== Aim of the exercise ==
Reading down the listing below, count the lines where the word "this" shows up, then give only that count.

(Data)

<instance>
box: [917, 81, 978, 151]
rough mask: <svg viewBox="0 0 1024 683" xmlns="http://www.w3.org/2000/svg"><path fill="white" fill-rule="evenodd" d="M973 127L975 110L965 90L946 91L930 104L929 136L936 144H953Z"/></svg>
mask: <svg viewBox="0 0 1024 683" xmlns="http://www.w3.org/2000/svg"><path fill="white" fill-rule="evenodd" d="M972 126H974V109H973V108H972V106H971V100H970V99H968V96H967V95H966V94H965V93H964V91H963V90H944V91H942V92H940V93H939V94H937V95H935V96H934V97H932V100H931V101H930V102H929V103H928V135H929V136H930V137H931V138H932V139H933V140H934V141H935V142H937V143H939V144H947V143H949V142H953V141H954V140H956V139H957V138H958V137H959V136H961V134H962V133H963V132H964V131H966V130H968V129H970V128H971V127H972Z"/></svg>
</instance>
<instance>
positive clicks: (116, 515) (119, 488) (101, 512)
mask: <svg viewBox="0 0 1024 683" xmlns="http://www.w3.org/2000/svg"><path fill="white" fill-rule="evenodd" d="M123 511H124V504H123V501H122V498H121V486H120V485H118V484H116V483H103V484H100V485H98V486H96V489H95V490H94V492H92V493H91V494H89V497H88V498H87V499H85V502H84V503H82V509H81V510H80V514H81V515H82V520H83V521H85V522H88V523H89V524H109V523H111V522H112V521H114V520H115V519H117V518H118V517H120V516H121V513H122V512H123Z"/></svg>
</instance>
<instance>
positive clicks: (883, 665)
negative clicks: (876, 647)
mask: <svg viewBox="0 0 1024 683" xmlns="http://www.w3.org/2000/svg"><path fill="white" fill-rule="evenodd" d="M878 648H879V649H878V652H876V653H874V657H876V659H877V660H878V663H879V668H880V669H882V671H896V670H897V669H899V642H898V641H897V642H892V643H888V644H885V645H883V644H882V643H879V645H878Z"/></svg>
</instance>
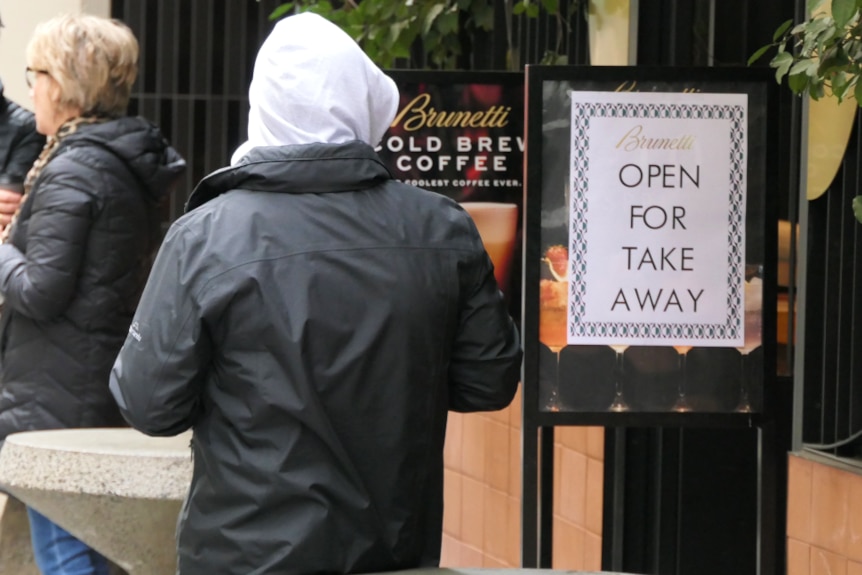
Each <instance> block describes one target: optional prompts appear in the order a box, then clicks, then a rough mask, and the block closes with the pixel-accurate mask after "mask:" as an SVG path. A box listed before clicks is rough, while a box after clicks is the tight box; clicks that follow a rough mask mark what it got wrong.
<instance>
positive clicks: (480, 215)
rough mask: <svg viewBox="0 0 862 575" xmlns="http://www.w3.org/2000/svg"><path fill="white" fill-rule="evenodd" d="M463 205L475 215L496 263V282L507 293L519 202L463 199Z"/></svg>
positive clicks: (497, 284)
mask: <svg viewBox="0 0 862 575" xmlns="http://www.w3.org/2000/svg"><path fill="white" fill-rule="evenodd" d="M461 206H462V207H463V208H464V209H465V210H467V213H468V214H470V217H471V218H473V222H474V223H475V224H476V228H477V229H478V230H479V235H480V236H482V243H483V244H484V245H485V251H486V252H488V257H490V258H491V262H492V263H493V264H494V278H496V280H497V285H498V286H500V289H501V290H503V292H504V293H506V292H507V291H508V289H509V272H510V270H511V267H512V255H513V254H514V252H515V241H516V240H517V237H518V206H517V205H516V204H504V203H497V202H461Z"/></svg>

(End Data)
(Data)

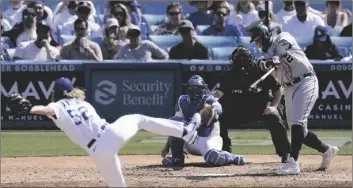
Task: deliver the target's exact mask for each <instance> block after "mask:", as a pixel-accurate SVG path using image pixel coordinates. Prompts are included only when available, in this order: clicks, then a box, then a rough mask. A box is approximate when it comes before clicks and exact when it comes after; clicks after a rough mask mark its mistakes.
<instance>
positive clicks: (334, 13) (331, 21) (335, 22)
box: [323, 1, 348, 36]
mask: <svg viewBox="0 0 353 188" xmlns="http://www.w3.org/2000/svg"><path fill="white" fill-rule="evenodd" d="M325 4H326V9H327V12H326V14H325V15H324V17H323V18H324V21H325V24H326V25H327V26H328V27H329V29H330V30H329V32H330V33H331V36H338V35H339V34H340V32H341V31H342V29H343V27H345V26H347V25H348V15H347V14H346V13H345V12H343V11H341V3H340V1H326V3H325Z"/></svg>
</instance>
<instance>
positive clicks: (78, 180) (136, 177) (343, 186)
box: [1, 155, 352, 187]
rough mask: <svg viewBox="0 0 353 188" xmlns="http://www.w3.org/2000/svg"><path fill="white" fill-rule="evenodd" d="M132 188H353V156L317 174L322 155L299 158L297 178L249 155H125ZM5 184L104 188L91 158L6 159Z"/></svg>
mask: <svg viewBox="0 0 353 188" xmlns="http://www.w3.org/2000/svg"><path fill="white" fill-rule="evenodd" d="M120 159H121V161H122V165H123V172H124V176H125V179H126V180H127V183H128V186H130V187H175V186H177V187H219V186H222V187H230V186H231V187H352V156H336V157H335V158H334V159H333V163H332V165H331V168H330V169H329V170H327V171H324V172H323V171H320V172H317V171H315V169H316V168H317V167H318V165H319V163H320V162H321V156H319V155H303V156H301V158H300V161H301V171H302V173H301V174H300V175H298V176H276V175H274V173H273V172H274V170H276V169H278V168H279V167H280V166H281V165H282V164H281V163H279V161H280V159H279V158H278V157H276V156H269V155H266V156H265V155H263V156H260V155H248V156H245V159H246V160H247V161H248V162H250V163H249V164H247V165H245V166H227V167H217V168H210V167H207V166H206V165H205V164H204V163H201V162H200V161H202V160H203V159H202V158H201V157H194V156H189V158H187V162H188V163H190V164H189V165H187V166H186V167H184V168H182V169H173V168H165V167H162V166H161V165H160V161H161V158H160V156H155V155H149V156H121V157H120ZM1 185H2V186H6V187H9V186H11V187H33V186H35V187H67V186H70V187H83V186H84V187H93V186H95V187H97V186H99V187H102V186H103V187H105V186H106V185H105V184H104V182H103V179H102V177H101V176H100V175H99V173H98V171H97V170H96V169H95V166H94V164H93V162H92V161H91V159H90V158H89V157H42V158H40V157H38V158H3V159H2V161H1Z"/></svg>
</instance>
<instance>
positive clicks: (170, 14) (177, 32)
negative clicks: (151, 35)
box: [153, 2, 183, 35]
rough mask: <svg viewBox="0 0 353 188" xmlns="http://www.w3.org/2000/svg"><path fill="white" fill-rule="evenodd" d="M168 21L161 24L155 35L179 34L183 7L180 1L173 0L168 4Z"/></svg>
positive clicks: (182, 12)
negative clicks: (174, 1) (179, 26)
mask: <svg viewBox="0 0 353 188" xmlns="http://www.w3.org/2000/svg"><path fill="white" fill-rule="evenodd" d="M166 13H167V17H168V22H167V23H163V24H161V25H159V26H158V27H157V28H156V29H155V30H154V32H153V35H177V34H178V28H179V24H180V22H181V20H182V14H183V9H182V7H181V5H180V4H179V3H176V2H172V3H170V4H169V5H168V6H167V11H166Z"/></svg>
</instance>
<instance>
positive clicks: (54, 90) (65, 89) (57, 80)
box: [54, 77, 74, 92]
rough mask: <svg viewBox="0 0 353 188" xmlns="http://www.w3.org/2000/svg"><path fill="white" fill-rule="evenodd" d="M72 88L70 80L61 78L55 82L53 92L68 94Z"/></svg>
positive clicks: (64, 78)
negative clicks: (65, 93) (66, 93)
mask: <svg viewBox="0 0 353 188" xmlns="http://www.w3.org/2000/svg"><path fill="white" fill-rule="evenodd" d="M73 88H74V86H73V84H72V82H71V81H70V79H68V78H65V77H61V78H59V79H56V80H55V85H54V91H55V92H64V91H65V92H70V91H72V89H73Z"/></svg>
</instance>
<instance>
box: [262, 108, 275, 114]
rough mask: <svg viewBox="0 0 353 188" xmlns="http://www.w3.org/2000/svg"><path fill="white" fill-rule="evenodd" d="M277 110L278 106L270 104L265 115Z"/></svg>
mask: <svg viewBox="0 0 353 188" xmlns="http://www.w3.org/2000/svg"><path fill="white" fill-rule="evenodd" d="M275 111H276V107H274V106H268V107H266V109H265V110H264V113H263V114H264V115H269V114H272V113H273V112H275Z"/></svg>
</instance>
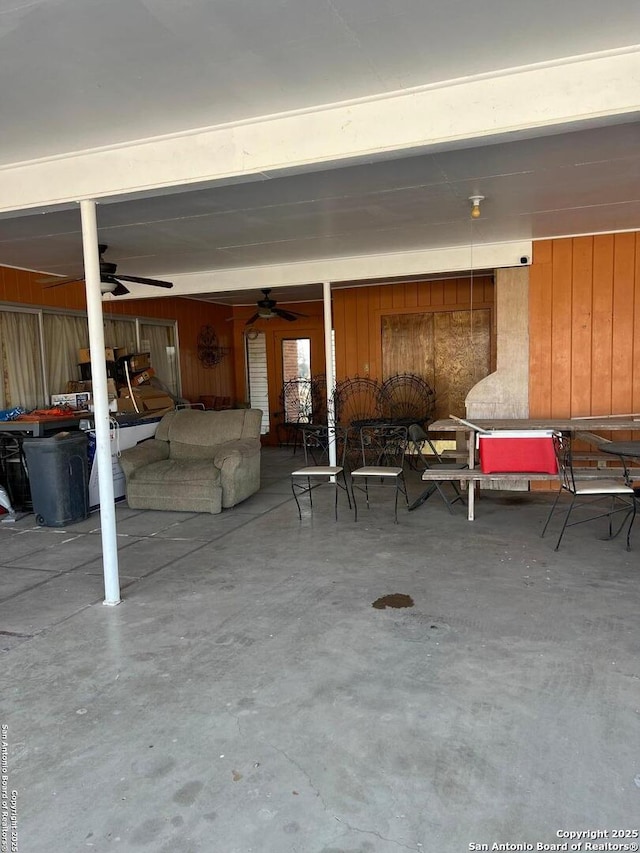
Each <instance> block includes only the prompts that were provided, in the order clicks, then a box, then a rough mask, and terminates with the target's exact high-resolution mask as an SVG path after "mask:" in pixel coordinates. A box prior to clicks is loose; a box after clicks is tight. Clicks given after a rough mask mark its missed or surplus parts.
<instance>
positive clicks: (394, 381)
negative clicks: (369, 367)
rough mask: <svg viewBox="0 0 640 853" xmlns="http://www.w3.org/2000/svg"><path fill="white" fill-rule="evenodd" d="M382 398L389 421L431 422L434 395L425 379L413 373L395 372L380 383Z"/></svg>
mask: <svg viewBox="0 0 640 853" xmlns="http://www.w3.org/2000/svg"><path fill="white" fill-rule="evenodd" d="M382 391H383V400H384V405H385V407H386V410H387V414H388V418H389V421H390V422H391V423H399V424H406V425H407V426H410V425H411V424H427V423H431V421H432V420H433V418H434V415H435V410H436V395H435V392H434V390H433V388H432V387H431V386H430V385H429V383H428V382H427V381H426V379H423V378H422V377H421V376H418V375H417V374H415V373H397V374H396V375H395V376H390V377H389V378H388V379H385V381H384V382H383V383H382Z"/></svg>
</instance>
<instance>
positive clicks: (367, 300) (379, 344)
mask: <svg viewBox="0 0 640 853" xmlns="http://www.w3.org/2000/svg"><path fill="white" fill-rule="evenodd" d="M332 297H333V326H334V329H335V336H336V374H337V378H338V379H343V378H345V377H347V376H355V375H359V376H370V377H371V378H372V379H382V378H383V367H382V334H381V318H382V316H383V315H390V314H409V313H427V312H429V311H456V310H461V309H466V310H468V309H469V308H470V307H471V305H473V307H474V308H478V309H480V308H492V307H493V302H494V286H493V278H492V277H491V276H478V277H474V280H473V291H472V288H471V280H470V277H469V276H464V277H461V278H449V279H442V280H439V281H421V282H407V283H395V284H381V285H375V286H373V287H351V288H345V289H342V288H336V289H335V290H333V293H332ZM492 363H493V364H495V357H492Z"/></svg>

(End Data)
(Data)

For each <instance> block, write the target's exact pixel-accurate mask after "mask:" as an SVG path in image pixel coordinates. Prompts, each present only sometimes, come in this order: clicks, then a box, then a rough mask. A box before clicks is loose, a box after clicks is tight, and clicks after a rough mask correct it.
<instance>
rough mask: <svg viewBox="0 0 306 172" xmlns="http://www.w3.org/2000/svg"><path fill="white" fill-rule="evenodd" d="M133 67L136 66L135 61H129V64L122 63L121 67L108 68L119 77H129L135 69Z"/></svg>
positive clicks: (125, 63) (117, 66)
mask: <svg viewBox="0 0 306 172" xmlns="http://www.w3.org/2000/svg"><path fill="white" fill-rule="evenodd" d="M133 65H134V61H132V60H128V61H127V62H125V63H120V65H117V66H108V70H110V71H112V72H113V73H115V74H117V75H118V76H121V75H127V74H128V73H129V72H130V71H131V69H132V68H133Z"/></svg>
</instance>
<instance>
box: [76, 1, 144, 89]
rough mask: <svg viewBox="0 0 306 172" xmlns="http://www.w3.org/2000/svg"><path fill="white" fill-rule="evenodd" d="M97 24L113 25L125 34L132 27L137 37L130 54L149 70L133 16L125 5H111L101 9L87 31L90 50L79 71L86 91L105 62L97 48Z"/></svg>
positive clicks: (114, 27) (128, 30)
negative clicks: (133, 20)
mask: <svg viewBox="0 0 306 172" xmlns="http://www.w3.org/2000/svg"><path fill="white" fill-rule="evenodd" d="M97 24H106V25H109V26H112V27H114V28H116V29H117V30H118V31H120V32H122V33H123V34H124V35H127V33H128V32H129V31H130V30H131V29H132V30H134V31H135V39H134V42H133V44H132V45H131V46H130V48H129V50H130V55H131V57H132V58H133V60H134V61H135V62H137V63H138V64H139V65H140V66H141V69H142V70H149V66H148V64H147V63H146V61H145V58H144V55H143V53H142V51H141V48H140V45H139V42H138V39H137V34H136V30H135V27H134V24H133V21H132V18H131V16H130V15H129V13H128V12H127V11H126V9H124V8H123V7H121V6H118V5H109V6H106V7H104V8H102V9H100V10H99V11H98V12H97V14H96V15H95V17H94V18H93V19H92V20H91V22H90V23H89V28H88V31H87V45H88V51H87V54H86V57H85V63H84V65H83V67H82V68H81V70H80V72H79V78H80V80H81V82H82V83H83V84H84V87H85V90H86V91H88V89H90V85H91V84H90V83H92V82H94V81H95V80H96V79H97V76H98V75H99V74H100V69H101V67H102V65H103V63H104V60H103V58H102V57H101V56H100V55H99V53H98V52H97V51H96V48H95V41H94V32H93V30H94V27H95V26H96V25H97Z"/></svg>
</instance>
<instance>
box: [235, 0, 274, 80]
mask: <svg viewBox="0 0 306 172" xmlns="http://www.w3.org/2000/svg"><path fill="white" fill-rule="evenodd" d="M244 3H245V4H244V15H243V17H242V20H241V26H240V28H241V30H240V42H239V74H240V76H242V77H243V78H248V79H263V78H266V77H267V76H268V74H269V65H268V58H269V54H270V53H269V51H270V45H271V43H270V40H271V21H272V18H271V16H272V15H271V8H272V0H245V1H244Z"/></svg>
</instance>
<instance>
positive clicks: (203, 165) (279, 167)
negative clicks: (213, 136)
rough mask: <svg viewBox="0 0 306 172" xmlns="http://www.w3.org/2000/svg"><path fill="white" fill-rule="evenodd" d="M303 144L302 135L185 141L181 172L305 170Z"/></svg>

(End Data)

== Final answer ==
2